GIVEN PASSAGE —
--------

Just duckduckgo/mojeek your question. I got link to speedify for example.
You mean “Bing it”
I’ll give you an up vote as I want that to be a thing. “Let me Bing it for you”
In case you’re wondering about the downvotes, using any search index verbification other than “Google” demonstrates greater techno-activism than pointing out that DDG uses the Bing API. Your effort has been noted, however, and will be evaluated at the next summit.
The purposeful insinuation of a falsehood was enough to get people to admit that DDG is just Bing with a hat on while dogpiling on the assumed “mistake.” I’ll take it.
Mmm, understood. Antiheroics are especially well-regarded. I’ll be sure this is accurately reflected in the report.
Make sure to note I’m really tall so I get preferential treatment due to their unconscious biases
If you mean that these search engines use Bing, than this is true only for DDG. Mojeek is independent.
Could you be any more wrong?
We can and have. It’s Multi-Link Operation (MLO) which was part of WiFi 7 standards. Here’s how it works.
My router has it and it is indeed quite fast, but it’s new technology. There are currently very few client devices that support MLO.
Oh, but if you mean from different SSIDs then checkout load balancers like Speedify.

--------

PROVIDED DATA —
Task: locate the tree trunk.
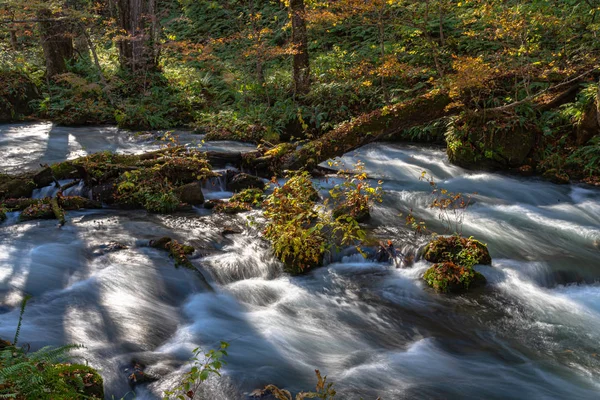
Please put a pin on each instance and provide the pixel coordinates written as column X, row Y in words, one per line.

--------

GOAL 1 — In the comment thread, what does MLO stand for?
GOAL 2 — Please write out the comment thread word for word from "My router has" to "balancers like Speedify.".

WORKED SOLUTION 1 — Multi-Link Operation

WORKED SOLUTION 2 —
My router has it and it is indeed quite fast, but it’s new technology. There are currently very few client devices that support MLO.
Oh, but if you mean from different SSIDs then checkout load balancers like Speedify.